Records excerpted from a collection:
-- Start --
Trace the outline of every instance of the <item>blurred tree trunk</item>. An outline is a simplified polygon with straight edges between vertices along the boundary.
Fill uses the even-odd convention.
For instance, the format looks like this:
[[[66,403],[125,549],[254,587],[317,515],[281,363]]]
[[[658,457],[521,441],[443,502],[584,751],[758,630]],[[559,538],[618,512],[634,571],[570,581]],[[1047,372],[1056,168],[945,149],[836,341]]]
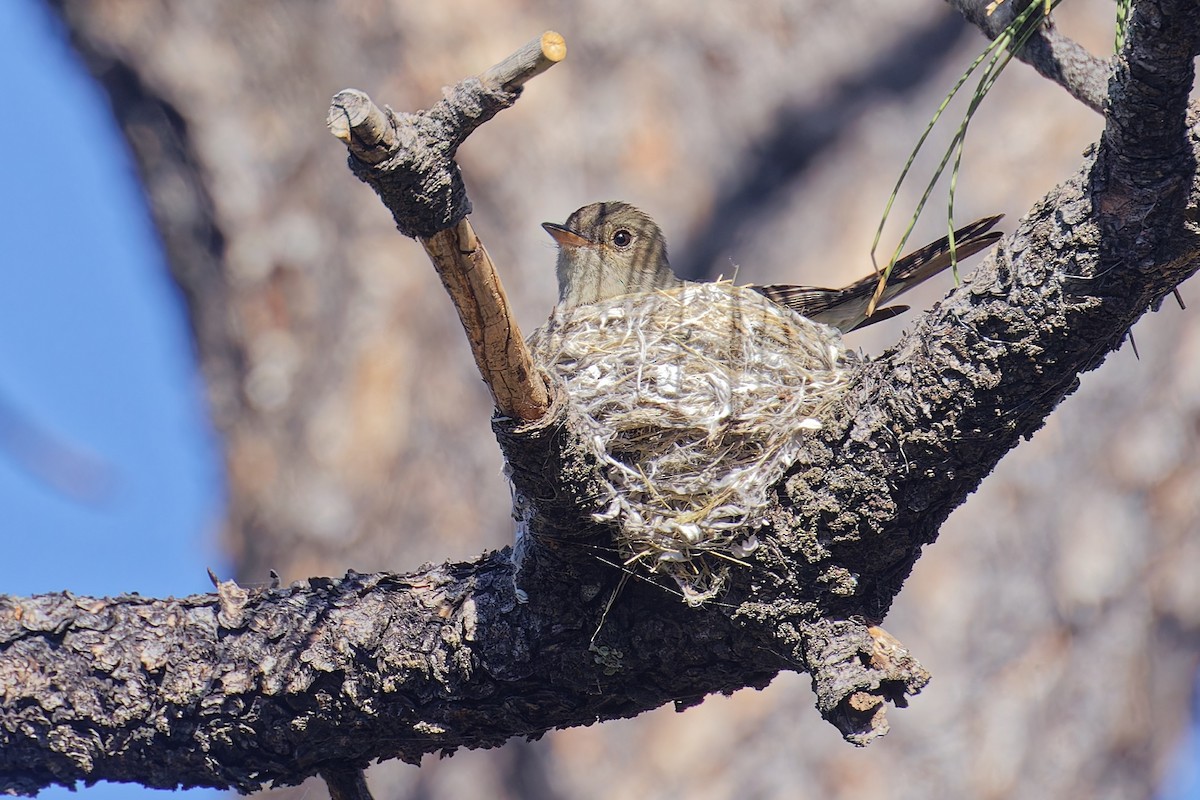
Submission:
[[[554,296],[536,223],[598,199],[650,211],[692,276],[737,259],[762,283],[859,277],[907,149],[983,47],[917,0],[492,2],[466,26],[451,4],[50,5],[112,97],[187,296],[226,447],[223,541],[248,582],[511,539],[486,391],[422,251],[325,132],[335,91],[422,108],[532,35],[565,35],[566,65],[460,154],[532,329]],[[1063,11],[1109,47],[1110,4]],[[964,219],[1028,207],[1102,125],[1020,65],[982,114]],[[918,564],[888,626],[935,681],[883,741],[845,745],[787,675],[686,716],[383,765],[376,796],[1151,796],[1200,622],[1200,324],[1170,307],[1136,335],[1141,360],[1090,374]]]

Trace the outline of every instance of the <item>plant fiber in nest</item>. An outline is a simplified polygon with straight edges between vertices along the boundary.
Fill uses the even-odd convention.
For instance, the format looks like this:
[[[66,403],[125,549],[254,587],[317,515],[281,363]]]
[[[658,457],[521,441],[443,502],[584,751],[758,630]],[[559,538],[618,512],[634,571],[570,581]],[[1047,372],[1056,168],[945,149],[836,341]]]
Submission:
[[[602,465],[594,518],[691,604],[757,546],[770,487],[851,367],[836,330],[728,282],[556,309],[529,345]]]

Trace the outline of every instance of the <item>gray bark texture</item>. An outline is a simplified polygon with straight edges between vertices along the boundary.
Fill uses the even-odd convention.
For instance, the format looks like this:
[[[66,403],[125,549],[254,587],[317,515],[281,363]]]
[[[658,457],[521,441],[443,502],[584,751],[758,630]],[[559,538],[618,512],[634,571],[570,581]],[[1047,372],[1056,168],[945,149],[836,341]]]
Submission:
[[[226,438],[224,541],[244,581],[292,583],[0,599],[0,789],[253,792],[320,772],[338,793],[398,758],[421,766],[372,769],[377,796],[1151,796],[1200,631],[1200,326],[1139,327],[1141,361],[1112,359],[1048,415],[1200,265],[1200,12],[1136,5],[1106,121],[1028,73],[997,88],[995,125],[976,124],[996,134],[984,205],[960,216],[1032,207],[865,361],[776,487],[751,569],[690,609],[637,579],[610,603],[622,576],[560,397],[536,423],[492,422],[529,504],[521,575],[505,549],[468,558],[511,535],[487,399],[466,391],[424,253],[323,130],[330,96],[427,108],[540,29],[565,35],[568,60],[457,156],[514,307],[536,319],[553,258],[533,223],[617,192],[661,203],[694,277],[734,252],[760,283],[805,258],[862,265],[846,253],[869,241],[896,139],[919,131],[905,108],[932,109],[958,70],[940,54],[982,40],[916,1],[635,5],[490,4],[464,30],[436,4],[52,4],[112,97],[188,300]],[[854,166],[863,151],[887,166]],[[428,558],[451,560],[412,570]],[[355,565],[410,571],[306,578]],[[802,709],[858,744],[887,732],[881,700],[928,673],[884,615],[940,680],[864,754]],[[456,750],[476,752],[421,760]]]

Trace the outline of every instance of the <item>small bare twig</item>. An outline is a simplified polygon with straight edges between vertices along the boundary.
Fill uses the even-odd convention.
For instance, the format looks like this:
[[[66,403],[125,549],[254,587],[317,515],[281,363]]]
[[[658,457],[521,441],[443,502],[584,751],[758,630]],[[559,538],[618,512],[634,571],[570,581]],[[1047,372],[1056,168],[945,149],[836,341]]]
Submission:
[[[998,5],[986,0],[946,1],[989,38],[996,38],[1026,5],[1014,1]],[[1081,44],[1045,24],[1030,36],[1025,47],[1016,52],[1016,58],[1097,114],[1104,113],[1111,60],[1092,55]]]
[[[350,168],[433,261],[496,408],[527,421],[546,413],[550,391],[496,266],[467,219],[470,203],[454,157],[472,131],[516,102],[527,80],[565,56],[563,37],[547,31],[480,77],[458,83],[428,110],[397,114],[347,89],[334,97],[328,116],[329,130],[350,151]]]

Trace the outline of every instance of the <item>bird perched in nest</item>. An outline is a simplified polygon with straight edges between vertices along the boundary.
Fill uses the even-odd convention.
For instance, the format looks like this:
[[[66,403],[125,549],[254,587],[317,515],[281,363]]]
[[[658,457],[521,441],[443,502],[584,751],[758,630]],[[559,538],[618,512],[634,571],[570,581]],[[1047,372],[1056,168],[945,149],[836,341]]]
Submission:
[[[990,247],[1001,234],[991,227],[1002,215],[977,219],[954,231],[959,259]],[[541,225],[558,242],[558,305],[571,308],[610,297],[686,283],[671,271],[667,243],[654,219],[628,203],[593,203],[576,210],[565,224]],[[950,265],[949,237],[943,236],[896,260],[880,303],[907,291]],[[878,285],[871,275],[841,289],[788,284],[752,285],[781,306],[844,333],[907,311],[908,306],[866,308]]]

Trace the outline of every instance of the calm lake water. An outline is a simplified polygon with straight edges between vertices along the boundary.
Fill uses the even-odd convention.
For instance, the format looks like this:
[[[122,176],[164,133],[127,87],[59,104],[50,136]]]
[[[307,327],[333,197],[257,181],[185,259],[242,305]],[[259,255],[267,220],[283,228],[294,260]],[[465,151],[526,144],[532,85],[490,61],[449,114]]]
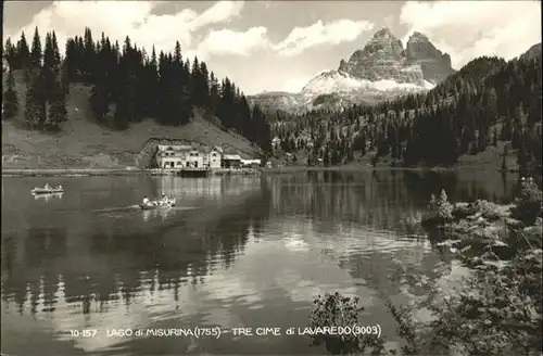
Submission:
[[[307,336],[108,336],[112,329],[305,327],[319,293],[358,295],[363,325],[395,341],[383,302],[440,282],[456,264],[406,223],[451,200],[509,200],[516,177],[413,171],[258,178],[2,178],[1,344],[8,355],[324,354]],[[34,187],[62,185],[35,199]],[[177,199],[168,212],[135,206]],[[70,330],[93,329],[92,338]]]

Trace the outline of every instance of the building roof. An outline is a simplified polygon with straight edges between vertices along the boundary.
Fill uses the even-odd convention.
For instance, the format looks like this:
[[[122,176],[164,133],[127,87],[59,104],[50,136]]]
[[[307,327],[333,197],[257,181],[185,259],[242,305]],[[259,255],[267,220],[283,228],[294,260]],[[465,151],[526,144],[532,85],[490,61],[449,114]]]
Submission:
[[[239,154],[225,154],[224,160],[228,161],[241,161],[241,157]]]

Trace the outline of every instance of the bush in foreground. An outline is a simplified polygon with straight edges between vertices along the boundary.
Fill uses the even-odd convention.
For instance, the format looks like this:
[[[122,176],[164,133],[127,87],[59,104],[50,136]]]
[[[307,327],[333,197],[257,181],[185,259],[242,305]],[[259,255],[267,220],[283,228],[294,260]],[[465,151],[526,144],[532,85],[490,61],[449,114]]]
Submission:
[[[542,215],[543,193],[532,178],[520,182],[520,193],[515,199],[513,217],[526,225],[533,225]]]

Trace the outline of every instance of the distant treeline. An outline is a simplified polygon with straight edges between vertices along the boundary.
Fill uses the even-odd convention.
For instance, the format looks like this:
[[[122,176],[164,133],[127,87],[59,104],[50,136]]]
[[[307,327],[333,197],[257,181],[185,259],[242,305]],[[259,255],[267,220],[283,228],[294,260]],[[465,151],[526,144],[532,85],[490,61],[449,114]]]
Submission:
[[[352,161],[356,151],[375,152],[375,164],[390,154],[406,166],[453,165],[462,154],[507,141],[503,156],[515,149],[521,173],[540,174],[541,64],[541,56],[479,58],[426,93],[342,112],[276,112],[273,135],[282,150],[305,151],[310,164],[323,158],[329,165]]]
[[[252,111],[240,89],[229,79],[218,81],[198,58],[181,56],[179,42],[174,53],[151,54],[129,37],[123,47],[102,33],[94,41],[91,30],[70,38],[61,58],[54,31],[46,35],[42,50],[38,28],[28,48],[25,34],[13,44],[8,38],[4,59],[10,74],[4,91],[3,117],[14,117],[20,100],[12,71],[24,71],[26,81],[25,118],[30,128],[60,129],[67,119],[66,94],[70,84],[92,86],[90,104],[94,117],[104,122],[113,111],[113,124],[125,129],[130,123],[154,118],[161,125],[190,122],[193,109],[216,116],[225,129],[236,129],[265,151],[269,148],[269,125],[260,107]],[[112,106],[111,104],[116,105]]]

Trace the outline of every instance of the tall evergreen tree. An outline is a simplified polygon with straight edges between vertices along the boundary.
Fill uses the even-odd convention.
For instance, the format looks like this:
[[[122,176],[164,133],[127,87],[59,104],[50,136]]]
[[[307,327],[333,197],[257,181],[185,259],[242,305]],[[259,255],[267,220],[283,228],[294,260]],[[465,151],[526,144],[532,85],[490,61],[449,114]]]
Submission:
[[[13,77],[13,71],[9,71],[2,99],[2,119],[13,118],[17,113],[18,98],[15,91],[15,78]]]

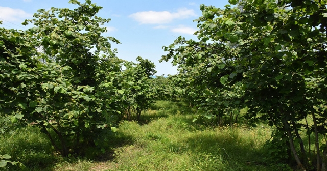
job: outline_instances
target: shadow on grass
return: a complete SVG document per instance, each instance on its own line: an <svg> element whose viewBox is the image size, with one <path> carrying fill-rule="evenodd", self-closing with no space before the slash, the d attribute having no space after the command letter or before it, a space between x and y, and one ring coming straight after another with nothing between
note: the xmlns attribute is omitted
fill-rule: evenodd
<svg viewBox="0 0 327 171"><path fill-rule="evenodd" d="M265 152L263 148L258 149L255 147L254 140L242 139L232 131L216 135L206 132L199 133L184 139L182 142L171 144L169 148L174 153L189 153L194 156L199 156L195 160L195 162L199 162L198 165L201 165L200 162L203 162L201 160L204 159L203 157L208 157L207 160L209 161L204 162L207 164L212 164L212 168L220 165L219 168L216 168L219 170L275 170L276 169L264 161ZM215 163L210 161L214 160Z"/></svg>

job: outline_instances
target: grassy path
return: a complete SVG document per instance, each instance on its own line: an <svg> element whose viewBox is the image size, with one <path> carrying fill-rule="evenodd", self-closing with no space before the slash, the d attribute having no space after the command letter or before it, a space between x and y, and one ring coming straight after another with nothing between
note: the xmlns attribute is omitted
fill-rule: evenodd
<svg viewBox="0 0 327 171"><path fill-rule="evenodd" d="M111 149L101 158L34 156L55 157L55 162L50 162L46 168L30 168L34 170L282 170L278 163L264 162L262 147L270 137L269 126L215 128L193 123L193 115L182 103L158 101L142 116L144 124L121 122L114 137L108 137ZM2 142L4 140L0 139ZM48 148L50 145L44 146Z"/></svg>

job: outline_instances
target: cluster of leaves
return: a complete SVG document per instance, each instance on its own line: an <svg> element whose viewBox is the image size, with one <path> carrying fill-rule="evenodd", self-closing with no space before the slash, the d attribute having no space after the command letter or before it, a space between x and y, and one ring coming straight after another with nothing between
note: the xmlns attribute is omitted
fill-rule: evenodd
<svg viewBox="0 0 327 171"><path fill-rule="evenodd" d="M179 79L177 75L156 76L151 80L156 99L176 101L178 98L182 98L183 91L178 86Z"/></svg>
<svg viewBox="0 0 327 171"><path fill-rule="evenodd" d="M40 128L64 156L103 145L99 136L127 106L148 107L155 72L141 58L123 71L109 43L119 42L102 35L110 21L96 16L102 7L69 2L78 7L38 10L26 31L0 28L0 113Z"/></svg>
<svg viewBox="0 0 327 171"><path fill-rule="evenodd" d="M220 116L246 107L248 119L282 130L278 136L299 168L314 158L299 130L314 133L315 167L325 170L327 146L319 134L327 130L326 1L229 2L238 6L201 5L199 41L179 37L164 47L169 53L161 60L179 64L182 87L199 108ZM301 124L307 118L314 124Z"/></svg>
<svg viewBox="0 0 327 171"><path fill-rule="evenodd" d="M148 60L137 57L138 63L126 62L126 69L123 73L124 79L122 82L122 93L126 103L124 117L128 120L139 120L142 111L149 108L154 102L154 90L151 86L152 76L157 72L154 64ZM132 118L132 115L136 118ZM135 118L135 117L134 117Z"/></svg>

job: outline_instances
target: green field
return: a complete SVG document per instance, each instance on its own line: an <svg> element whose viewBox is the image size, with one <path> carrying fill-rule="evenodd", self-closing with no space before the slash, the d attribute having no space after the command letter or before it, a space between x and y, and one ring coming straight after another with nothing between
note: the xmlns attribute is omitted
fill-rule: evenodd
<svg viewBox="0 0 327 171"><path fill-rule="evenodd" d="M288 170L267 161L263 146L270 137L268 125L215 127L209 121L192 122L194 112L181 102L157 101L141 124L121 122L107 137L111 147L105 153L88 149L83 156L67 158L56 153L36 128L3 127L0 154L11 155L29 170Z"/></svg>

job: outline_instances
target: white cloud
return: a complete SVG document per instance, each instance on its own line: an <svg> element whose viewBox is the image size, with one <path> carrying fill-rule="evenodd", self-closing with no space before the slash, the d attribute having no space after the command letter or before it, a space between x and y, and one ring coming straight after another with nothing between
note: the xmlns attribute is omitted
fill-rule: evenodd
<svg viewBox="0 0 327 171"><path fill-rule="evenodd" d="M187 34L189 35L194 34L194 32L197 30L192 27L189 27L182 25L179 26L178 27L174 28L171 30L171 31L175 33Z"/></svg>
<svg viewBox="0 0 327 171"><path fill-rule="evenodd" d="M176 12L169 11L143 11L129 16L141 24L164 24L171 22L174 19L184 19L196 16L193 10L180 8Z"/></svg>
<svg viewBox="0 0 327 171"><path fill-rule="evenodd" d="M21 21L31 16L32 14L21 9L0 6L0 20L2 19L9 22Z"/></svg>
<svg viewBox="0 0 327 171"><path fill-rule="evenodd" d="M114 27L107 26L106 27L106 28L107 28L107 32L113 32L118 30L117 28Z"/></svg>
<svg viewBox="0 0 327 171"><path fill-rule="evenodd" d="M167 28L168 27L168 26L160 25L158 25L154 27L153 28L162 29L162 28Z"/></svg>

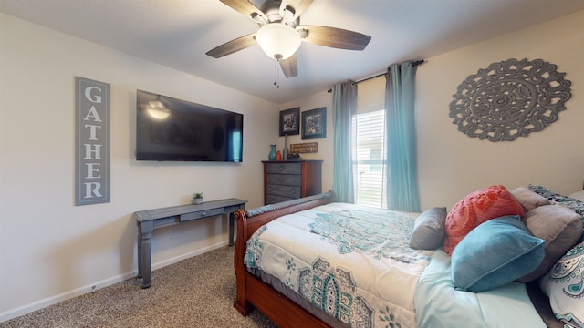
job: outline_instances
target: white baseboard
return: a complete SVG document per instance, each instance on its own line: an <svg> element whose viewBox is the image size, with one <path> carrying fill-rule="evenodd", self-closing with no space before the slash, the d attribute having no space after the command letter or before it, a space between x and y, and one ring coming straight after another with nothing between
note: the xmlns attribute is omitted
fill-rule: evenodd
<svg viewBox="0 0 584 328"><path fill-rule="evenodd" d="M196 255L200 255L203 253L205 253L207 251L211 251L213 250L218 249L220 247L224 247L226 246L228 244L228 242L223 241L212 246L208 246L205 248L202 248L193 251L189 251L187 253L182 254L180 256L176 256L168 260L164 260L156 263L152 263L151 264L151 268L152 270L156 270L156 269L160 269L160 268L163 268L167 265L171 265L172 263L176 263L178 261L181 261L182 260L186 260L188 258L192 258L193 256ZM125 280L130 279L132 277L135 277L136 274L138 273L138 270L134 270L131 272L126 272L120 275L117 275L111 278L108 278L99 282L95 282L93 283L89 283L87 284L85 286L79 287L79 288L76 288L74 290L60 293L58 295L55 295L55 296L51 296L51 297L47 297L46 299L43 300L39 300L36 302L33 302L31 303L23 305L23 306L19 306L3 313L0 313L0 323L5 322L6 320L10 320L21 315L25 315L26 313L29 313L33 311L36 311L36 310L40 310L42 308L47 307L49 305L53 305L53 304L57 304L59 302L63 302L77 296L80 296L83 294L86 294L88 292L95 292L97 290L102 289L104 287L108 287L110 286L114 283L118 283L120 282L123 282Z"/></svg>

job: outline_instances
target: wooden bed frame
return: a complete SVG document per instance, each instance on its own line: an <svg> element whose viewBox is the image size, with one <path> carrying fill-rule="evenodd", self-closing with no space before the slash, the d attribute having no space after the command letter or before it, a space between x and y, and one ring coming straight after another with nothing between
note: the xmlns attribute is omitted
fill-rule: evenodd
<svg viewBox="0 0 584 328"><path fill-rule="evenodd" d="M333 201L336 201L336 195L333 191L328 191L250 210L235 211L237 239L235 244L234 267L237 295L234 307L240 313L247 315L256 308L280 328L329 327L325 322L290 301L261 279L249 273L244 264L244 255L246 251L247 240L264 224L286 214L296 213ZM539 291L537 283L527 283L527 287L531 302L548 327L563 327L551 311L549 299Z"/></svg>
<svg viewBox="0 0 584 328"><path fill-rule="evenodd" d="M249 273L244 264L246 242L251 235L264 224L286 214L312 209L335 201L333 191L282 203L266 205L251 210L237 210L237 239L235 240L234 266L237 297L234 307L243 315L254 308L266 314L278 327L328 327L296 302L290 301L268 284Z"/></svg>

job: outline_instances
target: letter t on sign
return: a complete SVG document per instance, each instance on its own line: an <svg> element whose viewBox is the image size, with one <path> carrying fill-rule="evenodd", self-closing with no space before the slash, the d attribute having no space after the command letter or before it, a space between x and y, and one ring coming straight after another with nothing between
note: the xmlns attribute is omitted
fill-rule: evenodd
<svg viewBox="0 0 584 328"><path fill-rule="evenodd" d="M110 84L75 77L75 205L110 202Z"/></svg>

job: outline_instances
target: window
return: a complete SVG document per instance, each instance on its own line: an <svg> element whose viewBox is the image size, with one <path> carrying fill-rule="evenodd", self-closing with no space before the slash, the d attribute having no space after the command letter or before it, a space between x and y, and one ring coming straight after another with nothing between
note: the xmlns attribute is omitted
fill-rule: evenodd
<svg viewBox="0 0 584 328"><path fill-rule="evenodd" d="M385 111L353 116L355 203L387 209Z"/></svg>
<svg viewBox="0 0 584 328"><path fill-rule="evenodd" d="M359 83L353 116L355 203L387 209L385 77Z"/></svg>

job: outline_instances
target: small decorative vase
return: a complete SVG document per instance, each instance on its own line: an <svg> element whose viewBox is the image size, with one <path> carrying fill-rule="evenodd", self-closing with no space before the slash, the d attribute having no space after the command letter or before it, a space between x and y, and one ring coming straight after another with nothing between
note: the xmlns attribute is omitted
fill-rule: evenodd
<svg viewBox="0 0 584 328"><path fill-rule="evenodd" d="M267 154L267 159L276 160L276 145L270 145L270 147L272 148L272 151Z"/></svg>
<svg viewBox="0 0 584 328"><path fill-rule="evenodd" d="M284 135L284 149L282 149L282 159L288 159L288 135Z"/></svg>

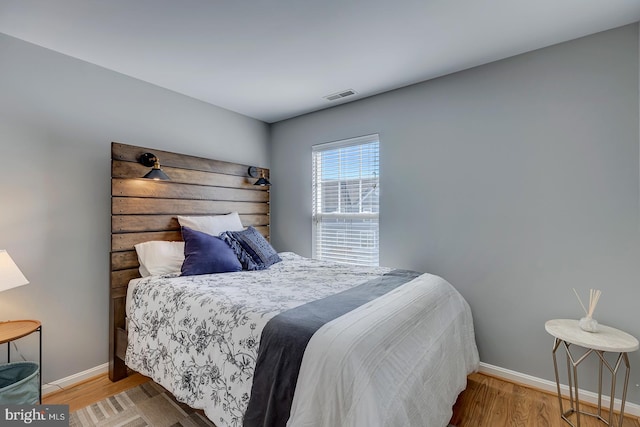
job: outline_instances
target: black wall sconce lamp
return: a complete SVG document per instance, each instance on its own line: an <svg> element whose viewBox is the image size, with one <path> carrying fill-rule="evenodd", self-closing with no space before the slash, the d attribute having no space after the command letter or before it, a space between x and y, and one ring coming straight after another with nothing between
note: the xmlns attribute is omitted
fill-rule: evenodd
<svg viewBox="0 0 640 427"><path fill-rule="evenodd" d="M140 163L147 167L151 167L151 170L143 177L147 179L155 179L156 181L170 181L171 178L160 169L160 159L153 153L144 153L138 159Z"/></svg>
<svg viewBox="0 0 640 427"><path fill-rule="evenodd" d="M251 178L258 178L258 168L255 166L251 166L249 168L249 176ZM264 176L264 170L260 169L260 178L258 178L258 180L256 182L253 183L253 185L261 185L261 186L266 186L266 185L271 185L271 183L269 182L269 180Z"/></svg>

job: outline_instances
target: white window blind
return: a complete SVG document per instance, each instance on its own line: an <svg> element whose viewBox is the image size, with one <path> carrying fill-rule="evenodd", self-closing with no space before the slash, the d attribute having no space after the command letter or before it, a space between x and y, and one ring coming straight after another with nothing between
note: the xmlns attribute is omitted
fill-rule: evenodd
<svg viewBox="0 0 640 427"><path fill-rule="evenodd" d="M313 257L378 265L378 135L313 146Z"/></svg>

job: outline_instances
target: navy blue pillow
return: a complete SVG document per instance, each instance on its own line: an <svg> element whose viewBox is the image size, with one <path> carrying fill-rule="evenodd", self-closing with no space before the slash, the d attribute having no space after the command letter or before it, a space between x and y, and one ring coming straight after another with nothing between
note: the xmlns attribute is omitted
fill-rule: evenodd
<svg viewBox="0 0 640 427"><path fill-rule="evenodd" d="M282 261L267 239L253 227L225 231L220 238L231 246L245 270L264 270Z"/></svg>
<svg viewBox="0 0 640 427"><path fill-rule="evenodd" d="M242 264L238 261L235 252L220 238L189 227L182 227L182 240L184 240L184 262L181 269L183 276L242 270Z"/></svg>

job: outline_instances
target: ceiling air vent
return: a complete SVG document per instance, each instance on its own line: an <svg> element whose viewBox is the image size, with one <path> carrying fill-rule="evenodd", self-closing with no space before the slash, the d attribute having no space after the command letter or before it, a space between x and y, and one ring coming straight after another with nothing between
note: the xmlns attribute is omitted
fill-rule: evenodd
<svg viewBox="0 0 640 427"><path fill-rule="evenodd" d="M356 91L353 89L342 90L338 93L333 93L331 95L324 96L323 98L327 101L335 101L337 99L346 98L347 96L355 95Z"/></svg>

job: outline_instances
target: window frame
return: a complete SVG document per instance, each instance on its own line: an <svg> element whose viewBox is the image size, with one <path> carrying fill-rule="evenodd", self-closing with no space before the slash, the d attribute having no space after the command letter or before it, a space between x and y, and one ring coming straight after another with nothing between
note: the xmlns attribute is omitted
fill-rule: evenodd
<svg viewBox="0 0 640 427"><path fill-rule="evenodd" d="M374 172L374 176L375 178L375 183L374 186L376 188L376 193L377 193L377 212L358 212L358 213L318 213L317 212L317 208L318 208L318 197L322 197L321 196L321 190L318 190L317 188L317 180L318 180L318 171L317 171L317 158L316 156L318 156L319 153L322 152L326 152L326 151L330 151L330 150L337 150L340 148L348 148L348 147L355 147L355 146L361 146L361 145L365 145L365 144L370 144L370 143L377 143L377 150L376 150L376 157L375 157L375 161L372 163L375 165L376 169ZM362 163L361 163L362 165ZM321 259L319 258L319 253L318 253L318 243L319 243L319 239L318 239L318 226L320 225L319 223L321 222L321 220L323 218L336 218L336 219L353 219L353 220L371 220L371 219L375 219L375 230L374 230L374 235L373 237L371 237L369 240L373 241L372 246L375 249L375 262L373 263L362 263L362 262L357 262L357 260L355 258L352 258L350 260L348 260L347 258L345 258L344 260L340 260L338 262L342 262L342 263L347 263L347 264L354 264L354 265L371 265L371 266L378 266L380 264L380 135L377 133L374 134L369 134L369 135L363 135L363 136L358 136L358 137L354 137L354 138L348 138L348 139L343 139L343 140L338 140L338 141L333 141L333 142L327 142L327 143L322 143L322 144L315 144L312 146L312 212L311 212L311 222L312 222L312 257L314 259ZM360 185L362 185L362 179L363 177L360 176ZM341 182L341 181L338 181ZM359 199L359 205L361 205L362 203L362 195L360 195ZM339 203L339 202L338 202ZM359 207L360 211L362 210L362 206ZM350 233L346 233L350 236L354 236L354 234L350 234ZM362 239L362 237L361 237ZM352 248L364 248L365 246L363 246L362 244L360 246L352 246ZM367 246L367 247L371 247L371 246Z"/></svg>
-- End --
Which lines of the records contain the word "small", with case counting? Pick out each such line and copy it in full.

■ **Expected answer**:
Trace the outline of every instance of the <item>small bare twig</item>. An outline is a simplified polygon with straight edges between vertices along the boundary.
target: small decorative vase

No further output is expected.